### Available records
###
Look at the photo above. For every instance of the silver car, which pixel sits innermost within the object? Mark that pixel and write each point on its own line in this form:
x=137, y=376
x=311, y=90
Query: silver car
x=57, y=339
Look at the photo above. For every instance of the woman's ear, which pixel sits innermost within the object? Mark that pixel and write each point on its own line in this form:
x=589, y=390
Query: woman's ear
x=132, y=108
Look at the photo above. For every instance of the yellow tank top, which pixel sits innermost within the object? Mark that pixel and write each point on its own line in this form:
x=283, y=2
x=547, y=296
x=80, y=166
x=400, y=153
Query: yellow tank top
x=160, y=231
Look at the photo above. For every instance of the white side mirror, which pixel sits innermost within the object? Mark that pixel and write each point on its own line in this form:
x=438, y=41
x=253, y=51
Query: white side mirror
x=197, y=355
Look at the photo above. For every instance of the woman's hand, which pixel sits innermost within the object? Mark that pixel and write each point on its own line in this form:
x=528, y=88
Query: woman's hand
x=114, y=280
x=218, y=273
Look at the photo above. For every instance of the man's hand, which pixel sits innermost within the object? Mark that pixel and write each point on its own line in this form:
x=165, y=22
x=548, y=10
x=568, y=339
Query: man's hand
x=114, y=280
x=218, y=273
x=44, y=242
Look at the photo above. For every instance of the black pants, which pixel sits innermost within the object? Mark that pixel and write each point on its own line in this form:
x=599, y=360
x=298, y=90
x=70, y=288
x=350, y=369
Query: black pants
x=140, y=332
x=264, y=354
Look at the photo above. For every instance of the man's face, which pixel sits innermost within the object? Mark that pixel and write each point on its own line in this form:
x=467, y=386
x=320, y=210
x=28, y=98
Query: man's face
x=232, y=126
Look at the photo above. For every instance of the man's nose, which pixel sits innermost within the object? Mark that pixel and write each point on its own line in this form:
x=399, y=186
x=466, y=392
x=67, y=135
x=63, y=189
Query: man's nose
###
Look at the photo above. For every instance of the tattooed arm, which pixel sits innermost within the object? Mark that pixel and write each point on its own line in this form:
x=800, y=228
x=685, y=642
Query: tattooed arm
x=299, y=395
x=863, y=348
###
### Work instruction
Please output the lines of the listing above that fall in the stretch from the one with "man's face, which" through the one with "Query: man's nose", exactly and only those.

### Reply to the exercise
Look at the photo above. For every instance of the man's face, which pixel sits innermost within the object? Mark that pixel and write each point on its own line in this form:
x=467, y=386
x=320, y=210
x=28, y=98
Query: man's face
x=232, y=126
Look at the photo above. For every instance of the man's nose, which pixel sits innermost within the object? Mark that pixel and write each point on its own line in this form:
x=399, y=186
x=466, y=392
x=67, y=135
x=63, y=189
Query: man's nose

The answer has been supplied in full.